§ **PASSAGE**

● ● ●

First they issued statistics alleging 60% of teen girls at the ranch were pregnant or had kids, without adding that more than 80% of the girls so identified disputed the agency's assessment of their ages. (See "Lies and Statistics") I'm not sure I've ever seen a case where the state repeatedly labels supposed abuse victims "liars" in the press, but that appears to be DFPS' current media approach.
Then yesterday at a hearing of the Texas Senate Health and Human Services Committee, DFPS said they're investigating "possible sexual abuse of some young boys." Uh ... based on what, exactly? They provided the committee zero detail beyond the salacious topline allegations, which dominate this morning's headlines. Anything's "possible," but abuse allegations against FLDS in other states have focused on underage girls, to my knowledge never molestation of young boys. It's similarly "possible" the sun will rise in the west tomorrow, but I wouldn't bet on it.

● ● ●

§ **MATERIAL PROVIDED**

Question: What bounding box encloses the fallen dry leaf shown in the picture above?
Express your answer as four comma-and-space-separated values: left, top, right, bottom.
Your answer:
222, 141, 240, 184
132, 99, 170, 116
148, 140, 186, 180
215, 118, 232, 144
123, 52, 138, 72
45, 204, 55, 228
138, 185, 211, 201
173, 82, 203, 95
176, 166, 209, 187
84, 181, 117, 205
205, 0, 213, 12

● ● ●

§ **TASK STATEMENT**
Write out the entire DFPS passage word for word. The lines above are separate material and have no connection to the DFPS passage.

§ **OUTPUT OF THE EXERCISE**
First they issued statistics alleging 60% of teen girls at the ranch were pregnant or had kids, without adding that more than 80% of the girls so identified disputed the agency's assessment of their ages. (See "Lies and Statistics") I'm not sure I've ever seen a case where the state repeatedly labels supposed abuse victims "liars" in the press, but that appears to be DFPS' current media approach.
Then yesterday at a hearing of the Texas Senate Health and Human Services Committee, DFPS said they're investigating "possible sexual abuse of some young boys." Uh ... based on what, exactly? They provided the committee zero detail beyond the salacious topline allegations, which dominate this morning's headlines. Anything's "possible," but abuse allegations against FLDS in other states have focused on underage girls, to my knowledge never molestation of young boys. It's similarly "possible" the sun will rise in the west tomorrow, but I wouldn't bet on it.